[EXTRAIT CHOISI]:
• • •

« Le SNU ne va pas en faveur de l’émancipation des jeunes » : interview de William Petitpas pour le Forum Français de la Jeunesse
William est membre du comité d’animation du FFJ (l’équivalent de son bureau). Il est aussi secrétaire national du Mouvement Rural de Jeunesse Chrétienne (MRJC).
Peux-tu expliquer ce qu’est le Forum Français de la Jeunesse (FFJ) ?
Le FFJ réunit des assos gérées et animées par des jeunes, des syndicats étudiants et lycéens, et des partis politiques jeunes. La coordination est trans-partisane. Il est né en 2012, on fête ses 10 ans ! Il a été créé à l’initiative du MRJC, de la JOC, d’Animafac et ensuite d’une quinzaine d’organisations, pour porter la voix des jeunes dans l’espace public.

• • •

[TRAVAIL À FAIRE]:
1 - D'après l'interview sur le Forum Français de la Jeunesse, en quelle année le FFJ est-il né ?
2 - Traduisez en anglais cette phrase de l'interview sur le Forum Français de la Jeunesse : « Le FFJ réunit des assos gérées et animées par des jeunes, des syndicats étudiants et lycéens, et des partis politiques jeunes. »
3 - Prolongez l'interview sur le Forum Français de la Jeunesse à partir de sa dernière phrase.

• • •

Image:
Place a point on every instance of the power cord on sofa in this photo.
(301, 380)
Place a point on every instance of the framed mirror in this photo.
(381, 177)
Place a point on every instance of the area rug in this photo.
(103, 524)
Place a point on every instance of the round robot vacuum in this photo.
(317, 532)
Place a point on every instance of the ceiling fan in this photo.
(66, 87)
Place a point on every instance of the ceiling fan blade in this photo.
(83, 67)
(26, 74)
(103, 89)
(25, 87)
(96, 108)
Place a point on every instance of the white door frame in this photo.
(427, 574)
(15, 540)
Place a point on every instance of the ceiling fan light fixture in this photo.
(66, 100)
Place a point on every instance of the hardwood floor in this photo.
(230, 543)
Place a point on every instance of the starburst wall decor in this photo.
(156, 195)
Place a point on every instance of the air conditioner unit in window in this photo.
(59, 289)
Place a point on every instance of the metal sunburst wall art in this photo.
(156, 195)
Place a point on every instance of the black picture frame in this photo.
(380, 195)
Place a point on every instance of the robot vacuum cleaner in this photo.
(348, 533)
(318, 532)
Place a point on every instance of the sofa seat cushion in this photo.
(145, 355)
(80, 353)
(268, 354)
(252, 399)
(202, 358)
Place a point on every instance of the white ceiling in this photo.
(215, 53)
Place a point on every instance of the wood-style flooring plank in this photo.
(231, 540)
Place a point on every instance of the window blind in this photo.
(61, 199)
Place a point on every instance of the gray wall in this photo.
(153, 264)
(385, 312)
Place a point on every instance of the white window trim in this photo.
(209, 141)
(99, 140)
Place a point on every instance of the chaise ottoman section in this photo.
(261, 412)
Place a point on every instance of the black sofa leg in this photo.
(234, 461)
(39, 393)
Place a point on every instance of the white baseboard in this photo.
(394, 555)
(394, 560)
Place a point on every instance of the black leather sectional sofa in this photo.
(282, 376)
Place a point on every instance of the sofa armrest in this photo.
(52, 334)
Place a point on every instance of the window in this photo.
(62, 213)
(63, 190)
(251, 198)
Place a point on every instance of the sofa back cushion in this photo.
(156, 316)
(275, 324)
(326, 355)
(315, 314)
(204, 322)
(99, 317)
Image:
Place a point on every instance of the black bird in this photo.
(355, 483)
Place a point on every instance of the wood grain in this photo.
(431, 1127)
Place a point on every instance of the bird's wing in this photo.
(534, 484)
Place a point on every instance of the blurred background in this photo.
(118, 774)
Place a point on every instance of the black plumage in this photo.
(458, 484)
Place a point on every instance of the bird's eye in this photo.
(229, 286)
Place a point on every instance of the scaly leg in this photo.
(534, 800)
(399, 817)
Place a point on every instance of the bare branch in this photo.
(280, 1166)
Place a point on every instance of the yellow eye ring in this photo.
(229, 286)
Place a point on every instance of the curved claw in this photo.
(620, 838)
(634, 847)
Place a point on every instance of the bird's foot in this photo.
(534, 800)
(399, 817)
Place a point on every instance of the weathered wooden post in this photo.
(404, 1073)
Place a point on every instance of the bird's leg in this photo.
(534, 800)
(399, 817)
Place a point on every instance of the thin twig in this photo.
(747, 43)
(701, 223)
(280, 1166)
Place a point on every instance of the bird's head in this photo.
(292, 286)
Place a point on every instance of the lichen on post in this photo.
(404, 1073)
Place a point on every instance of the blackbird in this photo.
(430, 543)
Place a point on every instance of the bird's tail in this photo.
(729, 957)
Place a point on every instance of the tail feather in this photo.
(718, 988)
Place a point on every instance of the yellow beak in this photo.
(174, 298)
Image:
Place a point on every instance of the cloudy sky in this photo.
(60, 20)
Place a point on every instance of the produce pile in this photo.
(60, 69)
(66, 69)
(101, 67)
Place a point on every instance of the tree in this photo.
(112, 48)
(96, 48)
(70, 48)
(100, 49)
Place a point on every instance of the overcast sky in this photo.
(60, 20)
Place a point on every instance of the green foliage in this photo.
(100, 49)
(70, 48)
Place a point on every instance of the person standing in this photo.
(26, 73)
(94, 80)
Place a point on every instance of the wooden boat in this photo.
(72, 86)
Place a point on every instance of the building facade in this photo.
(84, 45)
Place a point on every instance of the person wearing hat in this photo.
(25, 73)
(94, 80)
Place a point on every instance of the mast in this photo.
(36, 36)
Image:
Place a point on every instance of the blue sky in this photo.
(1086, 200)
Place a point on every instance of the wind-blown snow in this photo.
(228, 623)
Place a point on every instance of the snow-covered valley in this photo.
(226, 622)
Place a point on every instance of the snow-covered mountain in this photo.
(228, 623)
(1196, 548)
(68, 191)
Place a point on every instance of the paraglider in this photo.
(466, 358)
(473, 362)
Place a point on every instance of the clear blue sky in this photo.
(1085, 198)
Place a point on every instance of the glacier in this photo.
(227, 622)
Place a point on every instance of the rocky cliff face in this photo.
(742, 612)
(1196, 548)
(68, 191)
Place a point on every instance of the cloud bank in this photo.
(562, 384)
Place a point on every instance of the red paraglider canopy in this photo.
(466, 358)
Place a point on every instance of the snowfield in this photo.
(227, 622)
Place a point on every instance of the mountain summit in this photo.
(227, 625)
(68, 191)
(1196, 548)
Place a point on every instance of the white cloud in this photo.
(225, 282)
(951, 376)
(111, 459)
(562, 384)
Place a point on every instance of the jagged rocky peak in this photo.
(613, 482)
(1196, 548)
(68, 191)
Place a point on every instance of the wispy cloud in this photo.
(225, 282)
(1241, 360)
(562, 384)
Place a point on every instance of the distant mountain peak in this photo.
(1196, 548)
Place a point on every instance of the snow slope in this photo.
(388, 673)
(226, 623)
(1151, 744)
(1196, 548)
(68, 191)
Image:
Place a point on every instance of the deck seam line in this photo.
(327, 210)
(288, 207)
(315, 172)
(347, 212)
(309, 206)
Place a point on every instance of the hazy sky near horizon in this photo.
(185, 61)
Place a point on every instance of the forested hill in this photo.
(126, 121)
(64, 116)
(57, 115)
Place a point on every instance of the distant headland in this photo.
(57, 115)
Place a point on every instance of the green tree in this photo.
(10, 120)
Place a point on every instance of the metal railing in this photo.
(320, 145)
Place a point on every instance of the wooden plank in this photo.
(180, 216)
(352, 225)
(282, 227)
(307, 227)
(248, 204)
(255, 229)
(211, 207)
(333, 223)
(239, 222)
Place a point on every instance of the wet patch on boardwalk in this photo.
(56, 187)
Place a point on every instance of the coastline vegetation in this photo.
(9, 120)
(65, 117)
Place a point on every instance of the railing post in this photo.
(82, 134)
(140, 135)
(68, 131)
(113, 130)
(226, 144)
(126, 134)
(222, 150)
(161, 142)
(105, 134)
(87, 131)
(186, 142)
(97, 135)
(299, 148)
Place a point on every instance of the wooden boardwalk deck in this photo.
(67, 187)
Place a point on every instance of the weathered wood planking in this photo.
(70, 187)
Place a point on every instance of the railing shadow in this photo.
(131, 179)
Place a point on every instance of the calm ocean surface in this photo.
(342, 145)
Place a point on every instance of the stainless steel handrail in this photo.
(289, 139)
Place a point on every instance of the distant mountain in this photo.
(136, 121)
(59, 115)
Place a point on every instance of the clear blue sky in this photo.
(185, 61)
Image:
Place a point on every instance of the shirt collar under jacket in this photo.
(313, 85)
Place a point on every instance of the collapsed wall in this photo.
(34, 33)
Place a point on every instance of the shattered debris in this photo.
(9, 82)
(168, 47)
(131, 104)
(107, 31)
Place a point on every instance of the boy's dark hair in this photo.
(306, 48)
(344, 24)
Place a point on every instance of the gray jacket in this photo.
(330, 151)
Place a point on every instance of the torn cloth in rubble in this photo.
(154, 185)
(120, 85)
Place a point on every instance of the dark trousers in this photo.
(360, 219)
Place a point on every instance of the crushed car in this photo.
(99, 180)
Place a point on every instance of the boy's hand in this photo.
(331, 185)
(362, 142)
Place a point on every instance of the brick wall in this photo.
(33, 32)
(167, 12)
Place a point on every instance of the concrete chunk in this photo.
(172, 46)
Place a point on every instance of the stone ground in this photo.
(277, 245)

• • •

[TÂCHES RÉSOLUES]:
1 - Le FFJ est né en 2012.

2 - The FFJ brings together associations run and led by young people, student and high school unions, and youth political parties.

3 -
Pour être membre du FFJ, il faut que la structure soit gérée et animée par des jeunes, avoir une gouvernance jeune, un caractère national ou transrégional à minima, et respecter une charte des valeurs qui exclut les orga’ d’extrême droite.
Notre objectif, c’est de travailler ensemble auprès des pouvoirs publics, ministères et collectivités locales, pour agir sur les politiques jeunesses depuis le point de vue de jeunes organisés. On donne des avis sur la
place des jeunes dans la démocratie, la santé des jeunes, l’accès à emploi des jeunes, les jeunes et l’Europe, la mobilité des jeunes,… Nos mobilisations sont aussi au moment des élections, avec des préconisations. La gouvernance du FFJ est basée sur un CA avec toutes les orga’, et d’un comité d’animation avec 2 personnes par type de structure : collège des partis jeunes, collège des syndicats, collège des assos.
Le FFJ a pris tôt position contre le SNU, est-ce que c’était une évidence ?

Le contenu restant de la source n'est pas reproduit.